◆ **Consigne A**:
Repérez dans les enregistrements chaque ligne où figure le mot « object », puis recopiez-la.

◆ **Extrait du texte**:

Attendu que pour sa part C. sollicite la confirmation, en toutes ses dispositions, de la décision entreprise au bénéfice des motifs retenus par les premiers juges ; qu'il y ajoute que la S.B.M. ne saurait déroger, au moyen de la conclusion successive de plusieurs contrats à durée déterminée, aux règles régissant l'emploi en Principauté et qu'en décider autrement reviendrait à vider de leur substance les dispositions de la loi n° 729 du 16 mars 1963 ainsi que ses applications jurisprudentielles ;

Sur quoi,

Attendu qu'il est constant que la S.B.M. a conclu le 23 janvier 1976 avec le syndicat des employés des jeux, un avenant à la Convention collective générale pour le personnel de la salle de jeux exploitée par la S.B.M. dans les locaux de l'Hôtel Lœws et un accord annexe, lesquels avenant et accord ont eux-mêmes fait l'objet le 22 janvier 1979 d'un avenant « n° 6 » dont l'article 2 ter, relatif au contrat d'engagement à durée déterminée, prévoit en particulier :

« L'arrivée du terme d'un contrat d'engagement à durée déterminée ne constitue pas automatiquement ou nécessairement un motif de non-reconduction dudit contrat, sans que pour autant cette éventuelle reconduction puisse être considérée comme donnant le caractère de contrat à durée indéterminée au contrat à durée déterminée ainsi reconduit.

◆ **Enregistrements fournis**:
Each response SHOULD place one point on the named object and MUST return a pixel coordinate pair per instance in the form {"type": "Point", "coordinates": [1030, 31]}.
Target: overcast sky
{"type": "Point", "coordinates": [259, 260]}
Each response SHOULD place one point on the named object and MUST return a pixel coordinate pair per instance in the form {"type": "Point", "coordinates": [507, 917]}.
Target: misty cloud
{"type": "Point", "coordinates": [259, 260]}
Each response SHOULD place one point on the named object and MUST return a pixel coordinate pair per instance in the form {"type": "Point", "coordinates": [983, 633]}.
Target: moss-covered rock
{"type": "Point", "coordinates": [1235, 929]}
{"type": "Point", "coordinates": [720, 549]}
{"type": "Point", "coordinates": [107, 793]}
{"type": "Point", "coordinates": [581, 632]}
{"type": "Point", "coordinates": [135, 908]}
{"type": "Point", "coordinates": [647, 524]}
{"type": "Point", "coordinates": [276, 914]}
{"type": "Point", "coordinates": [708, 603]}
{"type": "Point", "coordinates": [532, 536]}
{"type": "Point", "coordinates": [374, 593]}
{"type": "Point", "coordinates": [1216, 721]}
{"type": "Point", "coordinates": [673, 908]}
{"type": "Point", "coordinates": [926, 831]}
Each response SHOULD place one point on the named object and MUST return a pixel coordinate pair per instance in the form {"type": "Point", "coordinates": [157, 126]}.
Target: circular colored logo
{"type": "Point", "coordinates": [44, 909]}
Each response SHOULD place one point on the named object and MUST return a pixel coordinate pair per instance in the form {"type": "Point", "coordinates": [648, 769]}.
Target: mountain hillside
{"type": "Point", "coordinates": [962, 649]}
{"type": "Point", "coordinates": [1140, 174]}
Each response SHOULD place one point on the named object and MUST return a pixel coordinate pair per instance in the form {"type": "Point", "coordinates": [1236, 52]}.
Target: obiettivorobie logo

◆ **Consigne B**:
Relevez toutes les dates mentionnées dans l'extrait ci-dessus.

◆ **Réponse rédigée A**:
Each response SHOULD place one point on the named object and MUST return a pixel coordinate pair per instance in the form {"type": "Point", "coordinates": [1030, 31]}.
Each response SHOULD place one point on the named object and MUST return a pixel coordinate pair per instance in the form {"type": "Point", "coordinates": [507, 917]}.
Each response SHOULD place one point on the named object and MUST return a pixel coordinate pair per instance in the form {"type": "Point", "coordinates": [983, 633]}.
Each response SHOULD place one point on the named object and MUST return a pixel coordinate pair per instance in the form {"type": "Point", "coordinates": [157, 126]}.
Each response SHOULD place one point on the named object and MUST return a pixel coordinate pair per instance in the form {"type": "Point", "coordinates": [648, 769]}.
Each response SHOULD place one point on the named object and MUST return a pixel coordinate pair per instance in the form {"type": "Point", "coordinates": [1236, 52]}.

◆ **Réponse rédigée B**:
- 16 mars 1963
- 23 janvier 1976
- 22 janvier 1979